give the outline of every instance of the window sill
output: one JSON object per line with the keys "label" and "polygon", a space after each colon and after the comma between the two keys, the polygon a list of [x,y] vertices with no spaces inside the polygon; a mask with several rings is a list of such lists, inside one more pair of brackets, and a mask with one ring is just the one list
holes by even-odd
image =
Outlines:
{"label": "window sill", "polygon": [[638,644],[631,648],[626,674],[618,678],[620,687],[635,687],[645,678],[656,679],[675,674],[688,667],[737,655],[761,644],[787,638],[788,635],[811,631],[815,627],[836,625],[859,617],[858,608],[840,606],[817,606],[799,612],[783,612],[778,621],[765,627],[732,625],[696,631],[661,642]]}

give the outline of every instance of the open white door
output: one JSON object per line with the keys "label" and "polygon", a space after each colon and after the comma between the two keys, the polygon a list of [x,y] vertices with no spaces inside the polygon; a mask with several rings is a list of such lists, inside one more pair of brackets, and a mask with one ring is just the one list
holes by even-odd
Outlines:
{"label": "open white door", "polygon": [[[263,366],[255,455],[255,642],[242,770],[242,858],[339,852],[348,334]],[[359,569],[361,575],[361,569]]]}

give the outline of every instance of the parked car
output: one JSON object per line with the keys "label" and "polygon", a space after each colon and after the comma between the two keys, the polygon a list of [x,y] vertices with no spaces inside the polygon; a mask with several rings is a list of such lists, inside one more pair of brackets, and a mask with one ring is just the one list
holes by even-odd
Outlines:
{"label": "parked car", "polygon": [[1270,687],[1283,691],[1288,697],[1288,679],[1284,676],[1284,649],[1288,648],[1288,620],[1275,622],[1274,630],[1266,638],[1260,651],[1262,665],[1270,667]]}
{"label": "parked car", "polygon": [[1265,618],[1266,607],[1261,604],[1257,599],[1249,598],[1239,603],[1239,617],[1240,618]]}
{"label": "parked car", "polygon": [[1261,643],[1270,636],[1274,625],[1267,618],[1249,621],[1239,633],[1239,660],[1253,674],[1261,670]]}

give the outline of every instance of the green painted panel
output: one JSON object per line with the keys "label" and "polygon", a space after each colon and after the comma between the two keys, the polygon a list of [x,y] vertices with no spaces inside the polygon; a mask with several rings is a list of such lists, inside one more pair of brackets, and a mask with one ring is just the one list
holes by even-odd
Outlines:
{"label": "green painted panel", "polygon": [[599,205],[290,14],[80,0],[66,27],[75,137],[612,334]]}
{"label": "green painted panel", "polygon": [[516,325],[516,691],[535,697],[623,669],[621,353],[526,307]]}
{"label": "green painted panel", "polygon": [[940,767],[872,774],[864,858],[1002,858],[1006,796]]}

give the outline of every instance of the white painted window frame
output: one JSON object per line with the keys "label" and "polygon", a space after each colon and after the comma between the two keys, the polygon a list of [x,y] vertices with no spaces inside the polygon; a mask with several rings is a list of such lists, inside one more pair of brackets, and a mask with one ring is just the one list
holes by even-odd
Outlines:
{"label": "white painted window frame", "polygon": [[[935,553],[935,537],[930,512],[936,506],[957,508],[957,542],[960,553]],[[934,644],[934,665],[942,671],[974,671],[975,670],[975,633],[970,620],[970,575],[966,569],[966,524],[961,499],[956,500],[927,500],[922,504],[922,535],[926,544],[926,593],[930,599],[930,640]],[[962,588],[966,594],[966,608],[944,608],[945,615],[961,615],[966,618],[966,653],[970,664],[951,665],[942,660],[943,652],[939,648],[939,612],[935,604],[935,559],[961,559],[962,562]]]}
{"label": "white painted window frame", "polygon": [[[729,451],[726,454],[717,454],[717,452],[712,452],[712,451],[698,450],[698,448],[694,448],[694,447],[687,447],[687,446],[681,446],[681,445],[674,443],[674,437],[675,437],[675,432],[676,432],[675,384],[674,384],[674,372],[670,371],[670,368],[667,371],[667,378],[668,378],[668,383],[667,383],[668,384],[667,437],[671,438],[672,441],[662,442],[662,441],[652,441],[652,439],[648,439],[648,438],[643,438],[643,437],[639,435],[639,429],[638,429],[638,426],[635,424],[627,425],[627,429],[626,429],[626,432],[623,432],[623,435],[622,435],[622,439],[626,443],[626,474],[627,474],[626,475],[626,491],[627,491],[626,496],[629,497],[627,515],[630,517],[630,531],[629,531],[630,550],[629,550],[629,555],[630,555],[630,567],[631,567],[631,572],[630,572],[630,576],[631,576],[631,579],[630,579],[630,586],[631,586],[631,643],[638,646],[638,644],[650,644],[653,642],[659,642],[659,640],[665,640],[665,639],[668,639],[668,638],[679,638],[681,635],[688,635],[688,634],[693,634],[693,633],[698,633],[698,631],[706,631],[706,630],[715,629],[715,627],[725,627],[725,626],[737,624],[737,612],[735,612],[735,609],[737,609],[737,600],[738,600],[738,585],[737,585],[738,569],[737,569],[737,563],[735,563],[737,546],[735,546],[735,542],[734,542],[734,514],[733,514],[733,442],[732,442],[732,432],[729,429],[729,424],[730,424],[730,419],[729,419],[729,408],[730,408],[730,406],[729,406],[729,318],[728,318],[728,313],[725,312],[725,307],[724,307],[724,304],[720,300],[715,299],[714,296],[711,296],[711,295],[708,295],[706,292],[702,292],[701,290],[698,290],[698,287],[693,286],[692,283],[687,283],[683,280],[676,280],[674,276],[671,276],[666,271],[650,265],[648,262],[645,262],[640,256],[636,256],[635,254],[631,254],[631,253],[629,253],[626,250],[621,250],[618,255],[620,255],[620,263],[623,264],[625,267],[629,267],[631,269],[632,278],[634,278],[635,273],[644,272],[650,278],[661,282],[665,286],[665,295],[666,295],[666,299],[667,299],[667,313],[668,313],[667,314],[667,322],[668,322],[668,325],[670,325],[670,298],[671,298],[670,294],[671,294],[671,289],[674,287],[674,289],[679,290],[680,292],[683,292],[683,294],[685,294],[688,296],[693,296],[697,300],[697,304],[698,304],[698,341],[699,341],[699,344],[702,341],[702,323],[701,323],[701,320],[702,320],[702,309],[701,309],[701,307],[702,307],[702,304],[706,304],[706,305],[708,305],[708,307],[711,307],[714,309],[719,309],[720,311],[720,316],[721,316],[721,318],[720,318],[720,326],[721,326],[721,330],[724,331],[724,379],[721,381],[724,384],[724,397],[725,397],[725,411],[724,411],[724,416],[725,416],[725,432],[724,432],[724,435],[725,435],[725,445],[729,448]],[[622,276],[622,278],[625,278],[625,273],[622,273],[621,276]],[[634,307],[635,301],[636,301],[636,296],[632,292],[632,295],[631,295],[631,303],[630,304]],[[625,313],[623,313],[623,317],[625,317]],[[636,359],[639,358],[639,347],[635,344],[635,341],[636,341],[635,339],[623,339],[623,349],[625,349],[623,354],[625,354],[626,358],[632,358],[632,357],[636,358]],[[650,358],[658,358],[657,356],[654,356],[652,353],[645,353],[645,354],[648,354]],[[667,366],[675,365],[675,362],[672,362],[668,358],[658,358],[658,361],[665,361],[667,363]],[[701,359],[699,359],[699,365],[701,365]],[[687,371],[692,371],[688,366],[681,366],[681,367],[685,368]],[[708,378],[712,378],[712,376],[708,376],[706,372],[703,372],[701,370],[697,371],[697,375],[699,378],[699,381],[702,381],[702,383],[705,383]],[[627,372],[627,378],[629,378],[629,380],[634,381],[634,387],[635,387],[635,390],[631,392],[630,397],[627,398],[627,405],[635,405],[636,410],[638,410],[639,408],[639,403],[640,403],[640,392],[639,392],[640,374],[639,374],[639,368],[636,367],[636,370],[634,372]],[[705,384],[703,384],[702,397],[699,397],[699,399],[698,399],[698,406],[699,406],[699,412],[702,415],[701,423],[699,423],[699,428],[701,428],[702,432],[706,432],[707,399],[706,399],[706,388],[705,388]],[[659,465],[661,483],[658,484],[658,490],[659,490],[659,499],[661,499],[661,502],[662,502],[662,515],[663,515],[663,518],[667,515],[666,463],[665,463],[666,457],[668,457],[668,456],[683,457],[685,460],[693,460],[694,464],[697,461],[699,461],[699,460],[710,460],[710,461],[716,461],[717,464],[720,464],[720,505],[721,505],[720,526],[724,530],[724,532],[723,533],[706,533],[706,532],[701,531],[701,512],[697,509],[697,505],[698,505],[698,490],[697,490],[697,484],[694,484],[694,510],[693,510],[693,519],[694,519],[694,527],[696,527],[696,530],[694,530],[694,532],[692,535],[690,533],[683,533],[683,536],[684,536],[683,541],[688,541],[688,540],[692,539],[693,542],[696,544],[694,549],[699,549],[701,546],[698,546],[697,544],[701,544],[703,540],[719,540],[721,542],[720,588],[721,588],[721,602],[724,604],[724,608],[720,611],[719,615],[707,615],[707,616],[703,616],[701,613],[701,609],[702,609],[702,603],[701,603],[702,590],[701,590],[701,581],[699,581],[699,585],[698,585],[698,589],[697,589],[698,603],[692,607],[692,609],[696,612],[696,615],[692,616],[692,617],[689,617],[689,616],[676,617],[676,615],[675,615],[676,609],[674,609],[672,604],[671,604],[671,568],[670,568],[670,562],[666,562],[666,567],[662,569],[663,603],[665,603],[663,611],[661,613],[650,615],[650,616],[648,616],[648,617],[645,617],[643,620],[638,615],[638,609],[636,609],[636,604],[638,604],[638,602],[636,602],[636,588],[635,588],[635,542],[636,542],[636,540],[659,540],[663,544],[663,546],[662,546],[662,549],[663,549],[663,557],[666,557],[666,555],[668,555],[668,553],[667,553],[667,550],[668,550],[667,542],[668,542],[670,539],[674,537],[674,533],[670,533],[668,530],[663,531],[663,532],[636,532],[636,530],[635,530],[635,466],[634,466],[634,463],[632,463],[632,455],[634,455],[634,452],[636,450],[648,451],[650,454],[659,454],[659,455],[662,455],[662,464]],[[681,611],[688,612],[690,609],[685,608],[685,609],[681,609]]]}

Written exercise —
Please return every line of the entries above that contains the string "give".

Correct response —
give the outline of every instance of the window sill
give the outline of every instance of the open white door
give the outline of every instance of the parked car
give the outline of every instance of the green painted panel
give the outline of every instance of the white painted window frame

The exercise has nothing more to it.